Saved data entries

##############################

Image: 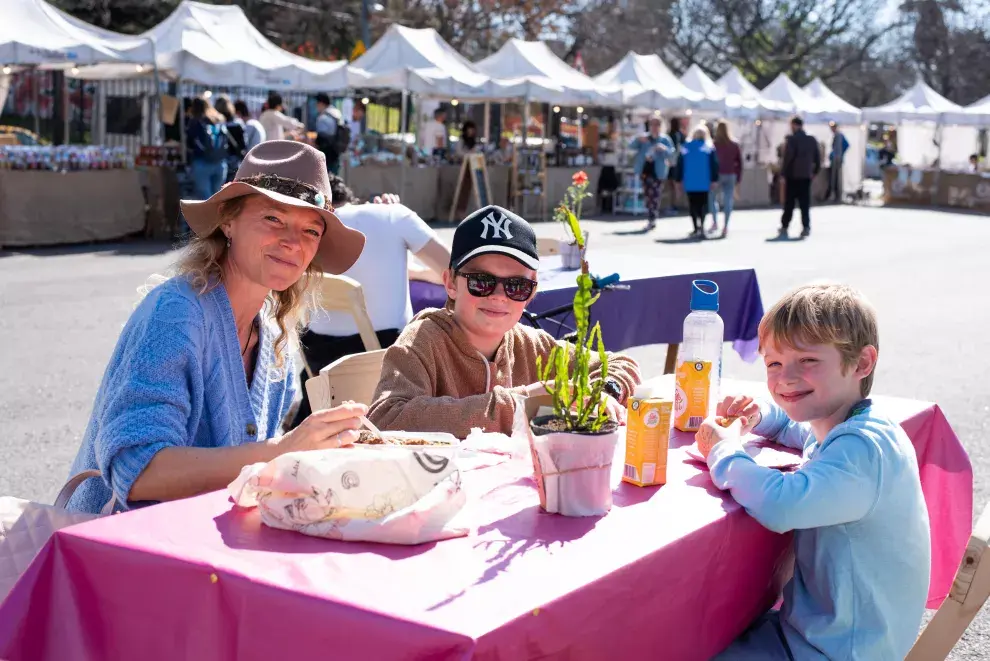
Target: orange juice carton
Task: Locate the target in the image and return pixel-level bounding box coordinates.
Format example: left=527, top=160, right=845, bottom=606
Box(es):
left=622, top=385, right=674, bottom=487
left=674, top=360, right=712, bottom=431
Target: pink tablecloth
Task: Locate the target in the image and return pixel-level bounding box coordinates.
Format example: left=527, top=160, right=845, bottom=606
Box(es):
left=0, top=384, right=972, bottom=661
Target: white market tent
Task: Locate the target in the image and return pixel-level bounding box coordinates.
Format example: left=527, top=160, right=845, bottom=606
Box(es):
left=593, top=51, right=703, bottom=110
left=350, top=25, right=490, bottom=98
left=79, top=0, right=350, bottom=92
left=863, top=79, right=977, bottom=169
left=804, top=78, right=863, bottom=124
left=763, top=73, right=866, bottom=192
left=945, top=95, right=990, bottom=127
left=680, top=64, right=726, bottom=107
left=0, top=0, right=155, bottom=67
left=717, top=67, right=793, bottom=117
left=475, top=39, right=622, bottom=106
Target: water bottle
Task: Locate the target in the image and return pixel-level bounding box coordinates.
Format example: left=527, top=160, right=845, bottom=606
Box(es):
left=674, top=280, right=724, bottom=431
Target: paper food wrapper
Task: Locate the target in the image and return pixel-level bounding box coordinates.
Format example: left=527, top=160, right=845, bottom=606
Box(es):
left=513, top=396, right=618, bottom=516
left=228, top=446, right=468, bottom=544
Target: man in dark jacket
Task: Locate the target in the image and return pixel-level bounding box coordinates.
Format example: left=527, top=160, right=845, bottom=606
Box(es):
left=780, top=117, right=822, bottom=237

##############################

WRITTEN EXERCISE: Copy every item above verbatim, leaving out the pictures.

TASK ANSWER:
Image: 
Target: orange juice carton
Task: Locate the target in the image and return pixel-level bounding box coordinates.
Format example: left=527, top=160, right=845, bottom=606
Box(es):
left=622, top=385, right=674, bottom=487
left=674, top=360, right=712, bottom=431
Target: pink tablecloth
Task: Locate the target in the image and return pixel-level bounding box coordinates.
Format example: left=527, top=160, right=845, bottom=606
Box(es):
left=0, top=384, right=972, bottom=661
Target: white market tent
Task: Locate the target in the image and return pixel-level bounding box coordinates.
Format example: left=527, top=160, right=845, bottom=606
Box(es):
left=593, top=51, right=703, bottom=110
left=350, top=25, right=490, bottom=98
left=79, top=0, right=350, bottom=92
left=863, top=79, right=977, bottom=169
left=804, top=78, right=863, bottom=124
left=763, top=73, right=866, bottom=192
left=945, top=95, right=990, bottom=127
left=680, top=64, right=726, bottom=107
left=0, top=0, right=155, bottom=67
left=717, top=67, right=793, bottom=117
left=475, top=39, right=622, bottom=106
Target: water bottle
Task: Locate the target in the image and return pixel-level bounding box coordinates.
Format example: left=527, top=160, right=845, bottom=606
Box(es):
left=674, top=280, right=724, bottom=431
Target: paper food wrapper
Task: Locate the target in the image and return pixel-level bounding box coordinates.
Format example: left=527, top=160, right=845, bottom=606
Box(es):
left=513, top=396, right=618, bottom=516
left=228, top=446, right=468, bottom=544
Target: man in dark jacket
Task: Locate the target in the image and return pixel-level bounding box coordinates.
Format example: left=527, top=160, right=845, bottom=606
Box(es):
left=780, top=117, right=822, bottom=237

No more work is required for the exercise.